**WORK TO BE COMPLETED:** Retype the part of the entries that opens with the line containing "Spot the horizontal" and closes with the line containing "xmin=30 ymin=8 xmax=43 ymax=41", keeping every line precisely as it appears.

Stored data entries:

======

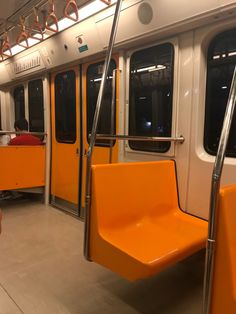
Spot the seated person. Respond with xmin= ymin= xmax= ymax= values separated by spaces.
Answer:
xmin=8 ymin=119 xmax=43 ymax=145
xmin=0 ymin=129 xmax=11 ymax=145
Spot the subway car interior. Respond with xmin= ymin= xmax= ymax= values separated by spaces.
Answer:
xmin=0 ymin=0 xmax=236 ymax=314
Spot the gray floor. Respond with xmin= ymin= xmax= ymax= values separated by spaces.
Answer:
xmin=0 ymin=200 xmax=204 ymax=314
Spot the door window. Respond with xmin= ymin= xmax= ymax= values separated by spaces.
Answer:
xmin=55 ymin=71 xmax=76 ymax=144
xmin=28 ymin=79 xmax=44 ymax=132
xmin=86 ymin=60 xmax=116 ymax=146
xmin=204 ymin=29 xmax=236 ymax=157
xmin=129 ymin=43 xmax=174 ymax=153
xmin=13 ymin=85 xmax=25 ymax=120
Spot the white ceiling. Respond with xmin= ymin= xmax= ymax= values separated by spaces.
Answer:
xmin=0 ymin=0 xmax=91 ymax=35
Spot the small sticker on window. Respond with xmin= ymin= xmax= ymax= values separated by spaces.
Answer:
xmin=79 ymin=45 xmax=88 ymax=52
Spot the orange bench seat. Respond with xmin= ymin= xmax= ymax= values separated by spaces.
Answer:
xmin=0 ymin=145 xmax=45 ymax=190
xmin=89 ymin=161 xmax=207 ymax=280
xmin=210 ymin=184 xmax=236 ymax=314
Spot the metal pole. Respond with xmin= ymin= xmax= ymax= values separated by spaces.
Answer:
xmin=109 ymin=69 xmax=117 ymax=164
xmin=84 ymin=0 xmax=122 ymax=260
xmin=203 ymin=67 xmax=236 ymax=314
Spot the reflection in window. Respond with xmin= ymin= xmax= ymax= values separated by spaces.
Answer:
xmin=129 ymin=44 xmax=174 ymax=152
xmin=28 ymin=79 xmax=44 ymax=132
xmin=86 ymin=60 xmax=116 ymax=146
xmin=55 ymin=71 xmax=76 ymax=143
xmin=204 ymin=29 xmax=236 ymax=157
xmin=13 ymin=85 xmax=25 ymax=120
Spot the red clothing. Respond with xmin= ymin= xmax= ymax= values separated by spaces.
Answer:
xmin=8 ymin=134 xmax=43 ymax=145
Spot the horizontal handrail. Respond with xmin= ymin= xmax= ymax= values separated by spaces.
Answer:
xmin=89 ymin=134 xmax=185 ymax=143
xmin=0 ymin=131 xmax=47 ymax=136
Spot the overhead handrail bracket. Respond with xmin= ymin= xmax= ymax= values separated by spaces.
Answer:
xmin=45 ymin=0 xmax=59 ymax=33
xmin=63 ymin=0 xmax=79 ymax=22
xmin=16 ymin=16 xmax=29 ymax=48
xmin=1 ymin=32 xmax=12 ymax=60
xmin=30 ymin=8 xmax=43 ymax=41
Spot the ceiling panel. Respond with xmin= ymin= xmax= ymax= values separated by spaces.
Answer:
xmin=0 ymin=0 xmax=91 ymax=35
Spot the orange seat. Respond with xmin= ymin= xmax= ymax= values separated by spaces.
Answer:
xmin=89 ymin=161 xmax=207 ymax=280
xmin=0 ymin=145 xmax=45 ymax=190
xmin=211 ymin=185 xmax=236 ymax=314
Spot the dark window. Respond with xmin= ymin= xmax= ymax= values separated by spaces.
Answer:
xmin=13 ymin=85 xmax=25 ymax=120
xmin=28 ymin=79 xmax=44 ymax=132
xmin=204 ymin=29 xmax=236 ymax=157
xmin=129 ymin=43 xmax=174 ymax=153
xmin=55 ymin=71 xmax=76 ymax=143
xmin=86 ymin=60 xmax=116 ymax=146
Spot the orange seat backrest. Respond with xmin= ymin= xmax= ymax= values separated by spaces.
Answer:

======

**EXERCISE RESULT:**
Spot the horizontal handrail. Respond with xmin= ymin= xmax= ymax= values separated by spaces.
Answer:
xmin=89 ymin=134 xmax=185 ymax=143
xmin=0 ymin=131 xmax=47 ymax=136
Spot the overhead handrail bracket. Respond with xmin= ymin= xmax= ymax= values separated by spaces.
Answer:
xmin=45 ymin=0 xmax=59 ymax=33
xmin=63 ymin=0 xmax=79 ymax=22
xmin=16 ymin=16 xmax=29 ymax=48
xmin=1 ymin=32 xmax=12 ymax=60
xmin=30 ymin=8 xmax=43 ymax=41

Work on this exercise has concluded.